**GIVEN TEXT**.
John Heaviside (died 1828) was an English surgeon known also as the owner of a museum. He was elected to the Royal Society in 1797.

==Life==
He was born in Hatfield, Hertfordshire, the son of the surgeon John Heaviside (died 1787) and his wife, Mary Elliott, and was baptised in 1748. He was educated in Chipping Barnet, by David Garrow (1715–1805), father of William Garrow.

In 1764 Heaviside was apprenticed to Charles Dance, a surgeon in Chipping Barnet. He left before the apprenticeship was complete and was placed with Percivall Pott in London.

**REQUIREMENT 1**.
Answer these from the John Heaviside biography:
(a) In what year was he elected to the Royal Society?
(b) Where was he born?
(c) Who was he apprenticed to in 1764?
**REQUIREMENT 2**.
Repeat the John Heaviside biography from "In 1764 Heaviside" to "Pott in London.".
**REQUIREMENT 3**.
Pick up the John Heaviside biography where it stops and keep writing.
You won't need the data that comes next.

**INFORMATION PROVIDED**.
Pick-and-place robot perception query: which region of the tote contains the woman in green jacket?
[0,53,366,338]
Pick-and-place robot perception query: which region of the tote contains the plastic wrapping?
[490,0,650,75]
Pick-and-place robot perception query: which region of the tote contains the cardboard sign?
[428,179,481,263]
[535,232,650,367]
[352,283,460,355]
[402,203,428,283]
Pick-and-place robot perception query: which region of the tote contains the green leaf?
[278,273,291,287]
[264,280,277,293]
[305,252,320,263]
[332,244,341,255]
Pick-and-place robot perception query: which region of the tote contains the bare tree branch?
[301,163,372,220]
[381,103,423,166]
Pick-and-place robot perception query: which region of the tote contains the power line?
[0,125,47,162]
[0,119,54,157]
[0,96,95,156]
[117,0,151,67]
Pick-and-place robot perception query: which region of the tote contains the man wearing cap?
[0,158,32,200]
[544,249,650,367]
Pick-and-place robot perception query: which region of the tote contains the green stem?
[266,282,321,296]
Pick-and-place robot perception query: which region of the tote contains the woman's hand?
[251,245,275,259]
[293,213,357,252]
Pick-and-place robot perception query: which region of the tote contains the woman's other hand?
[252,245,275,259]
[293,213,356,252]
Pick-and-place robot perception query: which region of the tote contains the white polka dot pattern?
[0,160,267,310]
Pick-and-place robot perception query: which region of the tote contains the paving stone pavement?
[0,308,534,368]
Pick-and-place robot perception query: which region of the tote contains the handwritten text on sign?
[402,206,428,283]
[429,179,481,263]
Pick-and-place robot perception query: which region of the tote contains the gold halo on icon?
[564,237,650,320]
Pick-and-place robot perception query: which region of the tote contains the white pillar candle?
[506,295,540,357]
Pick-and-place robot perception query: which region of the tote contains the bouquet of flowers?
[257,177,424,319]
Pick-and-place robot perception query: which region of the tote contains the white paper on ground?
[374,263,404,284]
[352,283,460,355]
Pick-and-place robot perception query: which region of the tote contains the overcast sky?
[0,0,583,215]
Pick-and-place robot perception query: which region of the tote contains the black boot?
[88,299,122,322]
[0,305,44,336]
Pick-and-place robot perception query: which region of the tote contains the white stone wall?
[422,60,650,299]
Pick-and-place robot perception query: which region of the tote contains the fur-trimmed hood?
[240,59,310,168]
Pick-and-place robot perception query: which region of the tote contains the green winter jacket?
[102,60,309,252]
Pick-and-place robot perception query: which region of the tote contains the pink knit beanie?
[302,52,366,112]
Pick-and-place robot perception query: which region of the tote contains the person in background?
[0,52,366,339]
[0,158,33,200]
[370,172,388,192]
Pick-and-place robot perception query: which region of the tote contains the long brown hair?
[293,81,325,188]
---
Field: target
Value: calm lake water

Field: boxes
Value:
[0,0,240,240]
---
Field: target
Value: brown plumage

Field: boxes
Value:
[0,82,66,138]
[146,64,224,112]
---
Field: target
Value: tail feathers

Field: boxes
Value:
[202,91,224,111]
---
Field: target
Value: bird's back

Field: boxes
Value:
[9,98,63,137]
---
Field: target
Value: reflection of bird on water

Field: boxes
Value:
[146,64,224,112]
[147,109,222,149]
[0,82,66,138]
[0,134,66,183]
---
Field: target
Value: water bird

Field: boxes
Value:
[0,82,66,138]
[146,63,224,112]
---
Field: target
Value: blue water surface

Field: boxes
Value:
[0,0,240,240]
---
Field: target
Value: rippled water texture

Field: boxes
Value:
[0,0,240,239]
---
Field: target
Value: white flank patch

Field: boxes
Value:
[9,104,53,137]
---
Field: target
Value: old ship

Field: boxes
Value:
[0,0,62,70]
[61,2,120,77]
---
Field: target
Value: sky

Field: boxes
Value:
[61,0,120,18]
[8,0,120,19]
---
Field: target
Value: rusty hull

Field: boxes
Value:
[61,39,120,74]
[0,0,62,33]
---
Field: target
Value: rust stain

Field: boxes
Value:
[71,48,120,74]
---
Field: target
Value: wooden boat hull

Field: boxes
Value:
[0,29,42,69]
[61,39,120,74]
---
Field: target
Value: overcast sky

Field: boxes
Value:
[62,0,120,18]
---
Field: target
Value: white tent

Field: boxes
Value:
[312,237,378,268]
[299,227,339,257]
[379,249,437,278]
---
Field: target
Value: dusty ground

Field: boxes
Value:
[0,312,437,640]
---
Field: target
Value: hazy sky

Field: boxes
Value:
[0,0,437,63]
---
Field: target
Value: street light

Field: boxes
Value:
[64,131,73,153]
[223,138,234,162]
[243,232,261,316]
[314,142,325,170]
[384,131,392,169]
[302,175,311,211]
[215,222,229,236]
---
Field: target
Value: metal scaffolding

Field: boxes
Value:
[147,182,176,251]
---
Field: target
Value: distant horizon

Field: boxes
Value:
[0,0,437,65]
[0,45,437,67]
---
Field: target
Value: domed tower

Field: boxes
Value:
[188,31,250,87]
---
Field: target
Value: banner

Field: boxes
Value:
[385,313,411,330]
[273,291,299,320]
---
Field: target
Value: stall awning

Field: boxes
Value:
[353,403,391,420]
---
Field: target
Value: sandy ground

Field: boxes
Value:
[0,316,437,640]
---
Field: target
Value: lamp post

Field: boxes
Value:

**EXERCISE ANSWER 1**.
(a) 1797
(b) Hatfield, Hertfordshire
(c) Charles Dance, a surgeon in Chipping Barnet

**EXERCISE ANSWER 2**.
In 1764 Heaviside was apprenticed to Charles Dance, a surgeon in Chipping Barnet. He left before the apprenticeship was complete and was placed with Percivall Pott in London.

**EXERCISE ANSWER 3**.
After a time at St Bartholomew's Hospital, Heaviside was an army surgeon in the Grenadier Guards until 1788. He became a royal surgeon in 1790. He inherited a fortune from his father, and bought a house in Hanover Square to live in, and also in 1793 the medical collection of the surgeon Henry Watson. The house, at 14 George Street, became celebrated as an anatomical museum, and Heaviside published a catalogue in 1818. His assistants included John Howship.

Heaviside was a member of the Eumelian Club founded by John Ash. He spent a week in Newgate Prison in 1803, after attending a duel, with damage to his reputation. After his death in 1828, the museum collection was sold at auction.